Prompt - Rewrite all of the rows below with every "metal" swapped for "iron" and everything else left unchanged.

#### Source material ####

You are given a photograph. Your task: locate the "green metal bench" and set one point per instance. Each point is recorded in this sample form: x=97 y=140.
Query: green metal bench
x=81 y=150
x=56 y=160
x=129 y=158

####

Response to the exercise -
You are given a photograph. Your task: locate the "green iron bench" and set one point per instance. Each point is recorded in this sample form: x=97 y=140.
Query: green iron bench
x=81 y=150
x=56 y=160
x=129 y=158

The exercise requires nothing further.